Chicago - A message from the station manager

No Hugs On The CTA

By Scott Buckner

In a recent contribution to Jargon Chicago, former non-Chicagoan Amber Hussung writes a short essay on the state of morning-commute CTA passengers. “Before I moved to Chicago, a friend from Boston told me that people make a point of looking as miserable as possible on public transportation,” she writes. “I never really believed it. But then I rode the CTA everyday and saw it for myself.”
Not content to let folks like Bob Geldof and the late Fred Rogers corner the market on volunteering helpful ways to improve the world, Hussung closes her essay thusly: “So I propose this: Start a conversation with a complete stranger on the CTA today. After all, it’s an easy way to pass the time, and, slowly but surely, we can bring pleasant back to the commute.”
Silly girl.
Bring pleasant “back” to the commute? I was raised in Chicago, and I’ve had countless encounters with the CTA. Commutes have never been a pleasant undertaking. Not even during the 1960s, when everyone was on dope and had an actual reason to be pleasant. Really, the only commute that remotely resembles the common definition of pleasant would be the Friday evening ride out of the city into Northwest Indiana on the South Shore Line. That’s because a fair percentage of the riders are hooched up.


As Hussung accurately observes, “There are unwritten rules of the city, circumstances and behavior that aren’t questioned and are, perhaps, not even noticed.” This is true in Chicago or any other major metropolitan burg where anyone has free access to all manner of illegal weaponry. This is why unquestioned circumstances and behaviors were invented in the first place. It’s called self-preservation. Contrary to what Chicago writers who are *still* whining about Marshall Field’s might say, Chicago is not a town of friendly, happy people. Of course, we’re friendly once we know you; anything other than that most always involves a tip, a commission, alcohol, or a patronage job. Really, we’re no friendlier than the people of New York City. They’re just able to get away with being openly hostile to the world because, quite honestly, everyone there just scares the living shit out of you.

::::

● **STATED TASK 1**: In the CTA commentary, who told Hussung that people try to look as miserable as possible on public transportation?
● **STATED TASK 2**: Rewrite the paragraph of the CTA commentary beginning "Bring pleasant “back” to the commute?" in a shorter form that keeps its main facts.
● **STATED TASK 3**: Pick up the CTA commentary after its last sentence and write what comes next.

● **DATA EXCERPT**:

::::

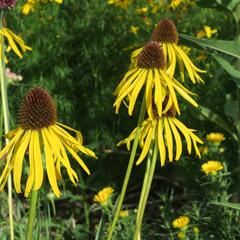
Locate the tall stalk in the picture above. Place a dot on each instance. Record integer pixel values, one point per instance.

::::

● **WRITTEN ANSWER 1**: A friend from Boston.

● **WRITTEN ANSWER 2**: The author, raised in Chicago and a frequent CTA rider, says commutes have never been pleasant, not even in the 1960s. The only commute close to pleasant is the Friday evening South Shore Line ride from the city into Northwest Indiana, because many of its riders are drunk.

● **WRITTEN ANSWER 3**:
True, there’s a difference between casual eye contact and the piercing stare of a psychopath, but who determines where that line in the sand really lies? When the person next to you might be on the lam from Cook County Jail, most of us would rather not press our luck, especially in a confined space. Start a conversation with a complete stranger on the CTA today, my ass. Nothing rewards social experimentation like finding yourself lying on the floor of the bus trying to keep your innards from spilling out a gaping belly wound.
However, the greatest act of self-preservation for most people, if given the choice, would be to avoid the CTA and their sullen commuting brethren completely. This is especially true in the winter, when the CTA is a reminder of what commuting by immigrant boat was like. If the constant threat of lice, someone vomiting on your shoes, and whatever lung fungus everyone’s hacking up doesn’t put a chill in your day, nothing will. But this choice isn’t available to most of us, so riding CTA is a daily reminder of the great divide between the haves and have-nots. If we had enough money or an expense account, we’d take a cab. If we had a chauffeur, we’d have someone drive us. If we had a job closer to the train station, we’d laugh in the face of the danger from being impaled by falling skyscraper icicles and walk.
But there’s a much simpler reason everyone riding the CTA looks so miserable: We are miserable, because half of us are just too damn tired, and the other half is hung over. When you’re lugging around baggage like that all day, the earbuds of an iPod is a natural and acceptable defense. Besides, if you can pull off looking miserable or dangerous enough, nobody will sit next to you, and you can use the vacant seat to stretch out.
Living in the city, there’s just some things you learn. And when you learn, you live to ride another day. It’s our own Circle of Life thing.
When Scott Buckner isn’t riding the rails, he’s watching a lot of TV.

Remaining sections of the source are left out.